- [TASK ITEM A] In the piece on integrating health care systems, which hospital do Benta and Ezekiel Awino bring their baby to for an HIV test?
- [TASK ITEM B] Which health concerns does the piece on integrating health care systems name as common to the region where the Awinos live?
- [TASK ITEM C] Carry on the piece on integrating health care systems for women and children from the point where it ends.

- [PASSAGE PROVIDED]

Integrating Health Care Systems to Save Lives
Benta and Ezekiel Awino have brought their nine month old baby, Ronny, to Rongo District Hospital in Western Kenya for an HIV test. Here, Benta, who is living with HIV, has received quality care throughout her pregnancy. Now, both she and her baby return to the same centre for appointments to address the gamut of health concerns common to the region, including malaria, TB, HIV and malnutrition.
This kind of integrated health care model is now becoming the norm in the district. Up until recently, families like the Awino’s, who are living with HIV, went to one facility for HIV care and treatment, another facility for prenatal care, another clinic for their baby’s routine health and yet another clinic for any illnesses.
As a result, a child who was not thriving because of underlying HIV and arrived at the sick baby clinic was unlikely to be tested because the facility was not an HIV clinic. Keep in mind, the journey to the clinics is almost always arduous and the likelihood that women return, or come at all, cannot be taken for granted.
Healthy women and healthy babies build healthy communities. We all know this. But we also know that many of the systems in place to keep women and children healthy are fragmented and don’t adequately address the needs of those they serve.
These are the glaring inefficiencies we have considered this week at the Forum of the Partnership on Maternal and Newborn and Child Health in Johannesburg, South Africa.
Simple solutions to align ‘service delivery entry points’ within larger systems could make a huge difference to mothers, to children’s health, and to a more productive society.
Integrated packages of care save lives by strengthening systems to identify and address potential problems and to intervene early. Combining interventions for women and children in the same place, through reproductive, maternal, newborn and child health services as well as infant feeding/nutrition and early childhood services can address critical gaps and create synergies in service delivery. Such interventions include those related to HIV, TB, malaria, syphilis, pneumonia, diarrhea and malnutrition.

- [RECORDED DATA]
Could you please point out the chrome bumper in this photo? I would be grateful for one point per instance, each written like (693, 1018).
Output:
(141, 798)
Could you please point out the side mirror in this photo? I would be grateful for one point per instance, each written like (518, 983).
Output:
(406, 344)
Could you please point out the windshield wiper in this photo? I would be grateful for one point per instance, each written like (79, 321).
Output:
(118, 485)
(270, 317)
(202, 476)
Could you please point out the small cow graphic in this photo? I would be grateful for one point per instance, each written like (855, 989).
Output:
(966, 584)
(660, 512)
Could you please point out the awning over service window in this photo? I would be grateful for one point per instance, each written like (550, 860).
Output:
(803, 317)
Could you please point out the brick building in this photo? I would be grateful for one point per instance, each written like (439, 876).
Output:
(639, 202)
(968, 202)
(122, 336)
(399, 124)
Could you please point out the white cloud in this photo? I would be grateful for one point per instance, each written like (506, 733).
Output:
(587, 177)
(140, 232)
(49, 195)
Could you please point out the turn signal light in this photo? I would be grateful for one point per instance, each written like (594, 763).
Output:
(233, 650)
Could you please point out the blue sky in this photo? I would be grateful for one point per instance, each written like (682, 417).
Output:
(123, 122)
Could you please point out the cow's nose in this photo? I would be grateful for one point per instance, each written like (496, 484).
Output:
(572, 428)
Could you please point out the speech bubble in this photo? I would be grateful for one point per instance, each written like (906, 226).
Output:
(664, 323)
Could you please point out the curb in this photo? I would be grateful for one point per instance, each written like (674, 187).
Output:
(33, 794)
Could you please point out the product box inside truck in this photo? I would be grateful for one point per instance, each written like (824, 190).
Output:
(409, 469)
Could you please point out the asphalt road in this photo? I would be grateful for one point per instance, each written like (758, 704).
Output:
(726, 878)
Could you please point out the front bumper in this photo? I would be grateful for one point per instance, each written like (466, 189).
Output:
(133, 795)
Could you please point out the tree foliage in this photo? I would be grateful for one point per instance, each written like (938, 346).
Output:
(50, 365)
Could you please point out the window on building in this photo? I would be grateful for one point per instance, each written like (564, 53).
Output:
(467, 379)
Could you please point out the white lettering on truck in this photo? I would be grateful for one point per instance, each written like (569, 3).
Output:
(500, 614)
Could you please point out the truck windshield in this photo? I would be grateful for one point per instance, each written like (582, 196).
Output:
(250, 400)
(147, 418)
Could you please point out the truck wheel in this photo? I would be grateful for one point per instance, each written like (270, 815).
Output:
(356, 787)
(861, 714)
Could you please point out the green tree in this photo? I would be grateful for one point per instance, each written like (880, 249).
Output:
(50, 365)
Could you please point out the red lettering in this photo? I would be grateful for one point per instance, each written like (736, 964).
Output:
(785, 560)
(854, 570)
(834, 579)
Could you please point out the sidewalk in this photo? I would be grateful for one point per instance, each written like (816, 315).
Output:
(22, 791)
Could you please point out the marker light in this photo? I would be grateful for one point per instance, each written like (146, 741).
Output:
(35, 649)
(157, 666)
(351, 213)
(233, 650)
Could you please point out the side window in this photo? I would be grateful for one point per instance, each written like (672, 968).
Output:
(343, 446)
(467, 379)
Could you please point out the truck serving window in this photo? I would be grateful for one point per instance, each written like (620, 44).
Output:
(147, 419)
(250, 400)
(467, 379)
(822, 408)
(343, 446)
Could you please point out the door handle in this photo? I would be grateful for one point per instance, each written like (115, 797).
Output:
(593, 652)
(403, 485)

- [RESULT A] Rongo District Hospital in Western Kenya.

- [RESULT B] Malaria, TB, HIV and malnutrition.

- [RESULT C]
The Double Dividend is one example of an initiative designed to improve maternal and child survival by aligning reproductive, maternal, newborn and child health services, as well as nutrition and HIV related services.
Infants born to untreated HIV-positive mothers, whether living with HIV or not, can have a higher risk of dying than infants who are not exposed to HIV, just as untreated HIV-positive pregnant adolescents and women have an increased risk of dying in pregnancy or child birth.
Pregnant women are much more likely to visit a clinic for antenatal care, just as infants do for immunization and sick visits. We need to seize these precious opportunities to care for the children and their mothers holistically.
Good opportunities to improve linkages between maternal, newborn, child health services to address key diseases and conditions include:
- Linking staff training for various services to integrate service delivery and management
- Interconnecting public information about services
- Using many different types of services as opportunities to reach families, and
- Promoting community outreach and support systems.
This not only will save lives like those of Benta and Ronny, it will also save money. The goal is to yield benefits in terms of the health of both mothers and their children through high quality and efficient interconnected systems which promote human rights and accountability.
No matter how you look at it, this way ahead is a win-win.
Dr. Chewe Luo is a senior adviser for HIV with UNICEF in New York. She has previously served with UNICEF as HIV regional adviser for Eastern and Southern Africa in Nairobi and as HIV technical adviser in Botswana. Earlier in her career, she worked as a pediatrician at the University Teaching Hospital in Zambia.